On Wed, 15 Dec 2004, Ralf Baechle wrote:
> > I know and I consider it a bug. The correct way would be setting the
> > start at 0 and if avoiding the first kB of space was necessary, setting
> > PCIBIOS_MIN_IO to 0x1000.
> PCIBIOS_MIN_IO is the same value for all busses. That can turn out a bit
??? It's a variable and the IP32 port already modifies it.
> kludgy so I'm not much of a friend of it.
Probably the best way of dealing with an incomplete resource setup.
There is nothing wrong with setting BARs in the first kB of I/O space, but
this way you may overlay an unregistered ISA-bridge device with another
one. Of course it's PCI-ISA bridges that should have BARs for their
resources, but I guess it's not going to happen. Though perhaps they
could be created artificially in our PCI layer...
> > I think it's going to matter if a PCI-ISA bridge is behind one or more
> > PCI-PCI bridges. I have an idea of a fix, but my initial approach haven't
> > worked particularly well and I've had no time to dig into it further.
> > Actually, on systems with PCI I think reserving legacy resources should
> > happen only after they have been discovered (you don't need any PC/AT or
> > ISA devices for a PCI configuration space scan), but that may be tough, so
> > I've thought of an alternative.
> The evil about legacy devices is "they're just there". That is you have
> to know about their existence and in some case can't even do real probing
> or the device will react in really nasty ways.
No need to probe. The PCI-ISA bridge should reserve the entire
motherboard I/O range of 0x00 - 0xff plus any other non-ISA one that it
knows it uses. ISA I/O ranges (with bits 8 or 9 non-zero) are already
> The existence of an ELCR register is not documented for this machine.
What kind of PCI-ISA bridge is it? You need ELCR whenever you want to
route PCI interrupts to some of i8259A inputs to set the trigger mode
correctly. It's an EISA invention -- with the original i8259A you could
only set up the trigger mode globally per chip (using ICW1).
> Anyway, the approach I've choosen is safe even we it exists.
Have you tried with a PCI-PCI bridge in the middle? Or do you have a
theoretical proof our code handles it right? ;-)

▬▬▬▬▬▬

- SET EXERCISE 1 -
List every line in the records below that contains the word "tree".

- SUPPLIED MATERIAL -
▬▬▬▬▬▬

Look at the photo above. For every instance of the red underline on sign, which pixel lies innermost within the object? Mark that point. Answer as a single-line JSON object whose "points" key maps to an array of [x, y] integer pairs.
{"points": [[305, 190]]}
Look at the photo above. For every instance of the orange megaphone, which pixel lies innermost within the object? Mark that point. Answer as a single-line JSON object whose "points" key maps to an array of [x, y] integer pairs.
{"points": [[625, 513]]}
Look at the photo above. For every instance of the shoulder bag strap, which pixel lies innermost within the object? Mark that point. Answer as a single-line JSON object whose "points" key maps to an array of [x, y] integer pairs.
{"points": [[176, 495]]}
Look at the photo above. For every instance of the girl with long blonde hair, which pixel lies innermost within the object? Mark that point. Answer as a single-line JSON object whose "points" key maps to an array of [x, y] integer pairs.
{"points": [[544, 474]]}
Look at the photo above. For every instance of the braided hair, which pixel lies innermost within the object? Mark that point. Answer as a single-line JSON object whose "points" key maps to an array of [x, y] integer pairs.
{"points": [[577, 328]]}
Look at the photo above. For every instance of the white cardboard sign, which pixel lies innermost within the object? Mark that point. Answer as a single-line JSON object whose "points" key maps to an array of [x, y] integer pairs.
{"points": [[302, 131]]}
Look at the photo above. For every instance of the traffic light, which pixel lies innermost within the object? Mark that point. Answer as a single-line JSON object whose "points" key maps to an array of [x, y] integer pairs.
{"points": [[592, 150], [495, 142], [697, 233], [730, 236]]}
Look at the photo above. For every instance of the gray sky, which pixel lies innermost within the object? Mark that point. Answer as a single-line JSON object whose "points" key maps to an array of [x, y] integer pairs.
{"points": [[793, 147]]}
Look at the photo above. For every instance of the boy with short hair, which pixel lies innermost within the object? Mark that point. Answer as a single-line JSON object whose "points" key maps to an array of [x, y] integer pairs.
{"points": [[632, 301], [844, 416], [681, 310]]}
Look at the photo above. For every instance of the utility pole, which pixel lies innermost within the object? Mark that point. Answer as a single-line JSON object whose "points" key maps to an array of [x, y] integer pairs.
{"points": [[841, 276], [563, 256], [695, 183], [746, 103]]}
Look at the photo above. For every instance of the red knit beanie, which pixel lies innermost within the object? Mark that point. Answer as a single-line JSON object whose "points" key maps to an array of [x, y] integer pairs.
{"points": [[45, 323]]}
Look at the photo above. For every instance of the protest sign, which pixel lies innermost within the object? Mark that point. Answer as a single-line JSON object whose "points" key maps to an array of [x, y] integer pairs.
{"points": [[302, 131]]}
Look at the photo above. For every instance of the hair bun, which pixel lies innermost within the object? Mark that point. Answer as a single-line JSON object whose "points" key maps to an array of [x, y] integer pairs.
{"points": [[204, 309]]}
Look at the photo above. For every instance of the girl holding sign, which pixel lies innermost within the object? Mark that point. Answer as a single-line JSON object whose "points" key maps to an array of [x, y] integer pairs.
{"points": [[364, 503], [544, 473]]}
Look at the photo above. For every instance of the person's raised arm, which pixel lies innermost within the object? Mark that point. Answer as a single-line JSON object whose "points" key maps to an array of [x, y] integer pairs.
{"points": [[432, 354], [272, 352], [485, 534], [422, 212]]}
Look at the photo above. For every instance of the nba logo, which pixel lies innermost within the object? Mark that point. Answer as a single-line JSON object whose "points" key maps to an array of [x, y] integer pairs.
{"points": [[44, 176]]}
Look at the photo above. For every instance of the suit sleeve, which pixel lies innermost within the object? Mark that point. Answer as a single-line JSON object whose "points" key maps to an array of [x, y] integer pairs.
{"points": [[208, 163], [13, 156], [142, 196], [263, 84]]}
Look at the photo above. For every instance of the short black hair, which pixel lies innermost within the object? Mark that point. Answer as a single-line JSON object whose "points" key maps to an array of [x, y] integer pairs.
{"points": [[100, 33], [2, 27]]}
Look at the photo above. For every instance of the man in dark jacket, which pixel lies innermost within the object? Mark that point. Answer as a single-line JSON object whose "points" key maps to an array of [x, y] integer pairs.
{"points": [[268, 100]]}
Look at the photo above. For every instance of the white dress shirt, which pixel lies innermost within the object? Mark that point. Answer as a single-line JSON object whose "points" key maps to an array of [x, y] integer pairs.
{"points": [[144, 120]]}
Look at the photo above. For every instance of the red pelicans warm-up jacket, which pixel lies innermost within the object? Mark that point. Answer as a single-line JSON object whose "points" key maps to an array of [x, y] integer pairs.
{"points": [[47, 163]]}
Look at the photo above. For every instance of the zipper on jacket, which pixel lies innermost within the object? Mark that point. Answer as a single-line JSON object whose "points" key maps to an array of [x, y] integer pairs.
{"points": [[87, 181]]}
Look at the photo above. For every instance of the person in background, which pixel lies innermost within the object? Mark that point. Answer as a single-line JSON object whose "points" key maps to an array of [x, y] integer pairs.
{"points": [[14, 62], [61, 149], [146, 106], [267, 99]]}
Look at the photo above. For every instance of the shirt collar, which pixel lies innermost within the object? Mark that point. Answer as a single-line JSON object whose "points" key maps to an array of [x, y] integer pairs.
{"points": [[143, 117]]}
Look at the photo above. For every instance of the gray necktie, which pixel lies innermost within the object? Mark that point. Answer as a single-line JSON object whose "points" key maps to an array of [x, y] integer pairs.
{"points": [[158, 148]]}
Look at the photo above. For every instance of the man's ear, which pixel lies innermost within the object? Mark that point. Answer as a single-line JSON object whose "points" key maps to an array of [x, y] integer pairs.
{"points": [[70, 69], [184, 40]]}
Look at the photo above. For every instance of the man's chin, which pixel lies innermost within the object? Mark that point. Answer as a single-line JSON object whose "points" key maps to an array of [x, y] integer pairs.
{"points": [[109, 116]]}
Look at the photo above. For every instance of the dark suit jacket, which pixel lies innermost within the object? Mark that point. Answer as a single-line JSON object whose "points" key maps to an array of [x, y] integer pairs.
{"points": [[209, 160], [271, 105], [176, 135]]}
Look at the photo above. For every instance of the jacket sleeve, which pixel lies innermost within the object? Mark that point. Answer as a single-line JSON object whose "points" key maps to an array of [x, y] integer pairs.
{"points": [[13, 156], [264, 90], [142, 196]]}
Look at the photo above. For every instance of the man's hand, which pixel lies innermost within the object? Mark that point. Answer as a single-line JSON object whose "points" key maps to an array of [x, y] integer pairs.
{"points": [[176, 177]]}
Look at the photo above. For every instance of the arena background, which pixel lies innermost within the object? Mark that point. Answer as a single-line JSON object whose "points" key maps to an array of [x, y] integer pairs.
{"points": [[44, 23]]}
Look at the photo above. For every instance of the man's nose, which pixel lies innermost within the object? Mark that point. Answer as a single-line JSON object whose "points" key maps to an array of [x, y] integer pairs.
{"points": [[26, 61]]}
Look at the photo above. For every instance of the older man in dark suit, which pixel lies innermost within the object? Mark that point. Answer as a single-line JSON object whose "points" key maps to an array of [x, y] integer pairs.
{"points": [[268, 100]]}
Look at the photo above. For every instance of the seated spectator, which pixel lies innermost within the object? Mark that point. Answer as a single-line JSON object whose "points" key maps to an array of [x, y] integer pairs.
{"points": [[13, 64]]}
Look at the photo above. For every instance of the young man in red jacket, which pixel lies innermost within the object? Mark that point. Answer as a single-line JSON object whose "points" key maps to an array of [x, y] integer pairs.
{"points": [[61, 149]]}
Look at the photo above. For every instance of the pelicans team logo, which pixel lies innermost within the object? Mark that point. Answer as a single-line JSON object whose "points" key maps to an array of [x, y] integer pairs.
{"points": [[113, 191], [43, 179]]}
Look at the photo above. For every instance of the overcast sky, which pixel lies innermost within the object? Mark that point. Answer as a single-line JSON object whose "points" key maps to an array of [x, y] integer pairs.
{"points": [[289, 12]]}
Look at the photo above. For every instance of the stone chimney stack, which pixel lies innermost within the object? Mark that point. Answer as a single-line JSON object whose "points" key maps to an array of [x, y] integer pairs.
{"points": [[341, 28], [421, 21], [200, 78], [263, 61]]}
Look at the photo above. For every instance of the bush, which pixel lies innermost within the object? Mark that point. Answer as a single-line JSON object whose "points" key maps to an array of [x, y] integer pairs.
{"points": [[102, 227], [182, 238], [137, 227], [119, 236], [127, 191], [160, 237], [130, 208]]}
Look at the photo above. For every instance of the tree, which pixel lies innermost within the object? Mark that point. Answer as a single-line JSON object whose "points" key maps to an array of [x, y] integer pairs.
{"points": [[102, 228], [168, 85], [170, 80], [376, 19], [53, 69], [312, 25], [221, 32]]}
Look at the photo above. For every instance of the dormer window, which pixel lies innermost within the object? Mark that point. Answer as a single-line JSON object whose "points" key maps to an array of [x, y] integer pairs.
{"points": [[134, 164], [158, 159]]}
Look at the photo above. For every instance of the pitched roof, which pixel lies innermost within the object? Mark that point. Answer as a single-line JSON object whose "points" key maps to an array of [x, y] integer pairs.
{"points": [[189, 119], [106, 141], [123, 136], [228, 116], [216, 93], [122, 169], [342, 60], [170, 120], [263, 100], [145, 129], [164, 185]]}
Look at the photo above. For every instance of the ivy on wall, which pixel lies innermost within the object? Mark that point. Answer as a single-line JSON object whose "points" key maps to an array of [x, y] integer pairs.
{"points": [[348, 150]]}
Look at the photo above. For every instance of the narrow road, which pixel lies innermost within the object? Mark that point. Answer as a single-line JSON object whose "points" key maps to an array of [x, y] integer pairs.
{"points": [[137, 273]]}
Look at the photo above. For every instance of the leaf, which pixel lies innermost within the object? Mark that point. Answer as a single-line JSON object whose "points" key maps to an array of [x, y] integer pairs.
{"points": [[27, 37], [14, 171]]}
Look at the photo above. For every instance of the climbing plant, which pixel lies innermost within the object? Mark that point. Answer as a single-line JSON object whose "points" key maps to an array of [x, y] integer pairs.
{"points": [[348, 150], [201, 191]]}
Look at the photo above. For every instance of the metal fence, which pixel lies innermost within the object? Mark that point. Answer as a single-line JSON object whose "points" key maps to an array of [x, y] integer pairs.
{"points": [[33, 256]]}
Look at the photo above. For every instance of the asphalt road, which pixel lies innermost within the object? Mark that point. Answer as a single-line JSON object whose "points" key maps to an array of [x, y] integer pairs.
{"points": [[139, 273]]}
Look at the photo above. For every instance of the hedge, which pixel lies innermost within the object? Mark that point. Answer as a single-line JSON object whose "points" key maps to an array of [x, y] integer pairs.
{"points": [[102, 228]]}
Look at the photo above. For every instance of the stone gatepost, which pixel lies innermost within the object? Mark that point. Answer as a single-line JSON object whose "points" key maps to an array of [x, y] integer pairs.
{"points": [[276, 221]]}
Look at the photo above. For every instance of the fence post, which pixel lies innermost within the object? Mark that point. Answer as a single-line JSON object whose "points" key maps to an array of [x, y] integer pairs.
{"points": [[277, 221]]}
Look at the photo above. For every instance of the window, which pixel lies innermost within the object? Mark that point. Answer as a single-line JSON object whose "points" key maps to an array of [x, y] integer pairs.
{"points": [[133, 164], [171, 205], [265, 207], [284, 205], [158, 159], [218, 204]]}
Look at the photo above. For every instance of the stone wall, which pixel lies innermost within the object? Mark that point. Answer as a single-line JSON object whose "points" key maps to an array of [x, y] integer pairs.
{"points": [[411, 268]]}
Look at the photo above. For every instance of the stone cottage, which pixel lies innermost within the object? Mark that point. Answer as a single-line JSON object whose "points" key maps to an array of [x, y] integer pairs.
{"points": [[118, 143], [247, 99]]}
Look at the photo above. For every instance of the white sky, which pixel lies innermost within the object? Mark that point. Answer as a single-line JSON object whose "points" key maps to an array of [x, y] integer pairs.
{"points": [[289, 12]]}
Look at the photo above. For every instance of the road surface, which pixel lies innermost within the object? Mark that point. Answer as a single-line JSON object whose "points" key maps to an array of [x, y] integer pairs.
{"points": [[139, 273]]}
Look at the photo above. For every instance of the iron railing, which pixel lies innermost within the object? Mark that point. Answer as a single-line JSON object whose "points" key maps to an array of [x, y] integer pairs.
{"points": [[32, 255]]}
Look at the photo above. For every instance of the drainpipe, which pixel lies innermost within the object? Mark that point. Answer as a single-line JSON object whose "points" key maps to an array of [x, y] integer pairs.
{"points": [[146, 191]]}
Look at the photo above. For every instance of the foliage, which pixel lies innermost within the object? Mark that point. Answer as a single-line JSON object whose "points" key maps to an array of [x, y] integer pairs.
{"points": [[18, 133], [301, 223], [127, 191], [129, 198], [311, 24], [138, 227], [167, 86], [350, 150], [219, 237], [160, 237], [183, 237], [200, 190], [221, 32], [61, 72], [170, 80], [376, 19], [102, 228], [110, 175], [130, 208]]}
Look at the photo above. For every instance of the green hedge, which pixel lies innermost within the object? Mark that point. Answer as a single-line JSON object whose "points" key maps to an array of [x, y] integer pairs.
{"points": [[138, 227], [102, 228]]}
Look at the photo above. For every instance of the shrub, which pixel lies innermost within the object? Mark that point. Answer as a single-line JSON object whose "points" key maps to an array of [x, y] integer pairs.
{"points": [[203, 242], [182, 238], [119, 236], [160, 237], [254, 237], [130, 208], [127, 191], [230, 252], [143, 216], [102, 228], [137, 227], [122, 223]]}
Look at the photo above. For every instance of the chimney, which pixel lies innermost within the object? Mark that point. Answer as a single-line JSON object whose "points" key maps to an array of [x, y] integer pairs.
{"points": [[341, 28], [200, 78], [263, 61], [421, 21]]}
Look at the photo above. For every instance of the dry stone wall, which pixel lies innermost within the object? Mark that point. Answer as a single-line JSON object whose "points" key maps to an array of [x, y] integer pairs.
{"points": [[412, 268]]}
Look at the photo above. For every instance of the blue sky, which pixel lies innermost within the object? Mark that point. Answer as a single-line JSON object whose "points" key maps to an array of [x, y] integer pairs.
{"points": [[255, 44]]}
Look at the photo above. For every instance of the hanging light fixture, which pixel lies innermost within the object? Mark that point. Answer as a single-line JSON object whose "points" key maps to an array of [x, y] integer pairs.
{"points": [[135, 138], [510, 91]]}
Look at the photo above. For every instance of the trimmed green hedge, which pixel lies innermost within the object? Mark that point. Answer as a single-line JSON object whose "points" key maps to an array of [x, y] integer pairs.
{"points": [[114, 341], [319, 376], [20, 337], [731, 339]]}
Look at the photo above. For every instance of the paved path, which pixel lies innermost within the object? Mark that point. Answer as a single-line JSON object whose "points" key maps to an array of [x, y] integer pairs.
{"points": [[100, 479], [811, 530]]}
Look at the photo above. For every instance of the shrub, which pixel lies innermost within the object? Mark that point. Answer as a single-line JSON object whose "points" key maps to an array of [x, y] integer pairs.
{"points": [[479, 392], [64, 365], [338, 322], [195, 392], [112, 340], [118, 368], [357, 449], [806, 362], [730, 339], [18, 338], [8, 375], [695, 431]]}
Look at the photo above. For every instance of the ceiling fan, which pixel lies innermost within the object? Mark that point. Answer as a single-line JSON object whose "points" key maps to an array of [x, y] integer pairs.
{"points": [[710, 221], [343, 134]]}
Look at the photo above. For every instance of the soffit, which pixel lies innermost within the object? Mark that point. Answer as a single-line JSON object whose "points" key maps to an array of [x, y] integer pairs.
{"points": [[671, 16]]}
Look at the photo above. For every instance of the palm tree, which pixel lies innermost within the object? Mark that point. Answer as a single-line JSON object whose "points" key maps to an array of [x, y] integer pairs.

▬▬▬▬▬▬

- SET EXERCISE 2 -
In the mailing-list message above, what motherboard I/O range should the PCI-ISA bridge reserve?

- PROBLEM SOLUTION 1 -
Look at the photo above. For every instance of the tree, which pixel lies innermost within the object? Mark that point. Answer as a single-line JSON object whose "points" key maps to an array of [x, y] integer pairs.
Look at the photo above. For every instance of the palm tree, which pixel lies innermost within the object? Mark that point. Answer as a single-line JSON object whose "points" key maps to an array of [x, y] integer pairs.

- PROBLEM SOLUTION 2 -
The range 0x00 - 0xff.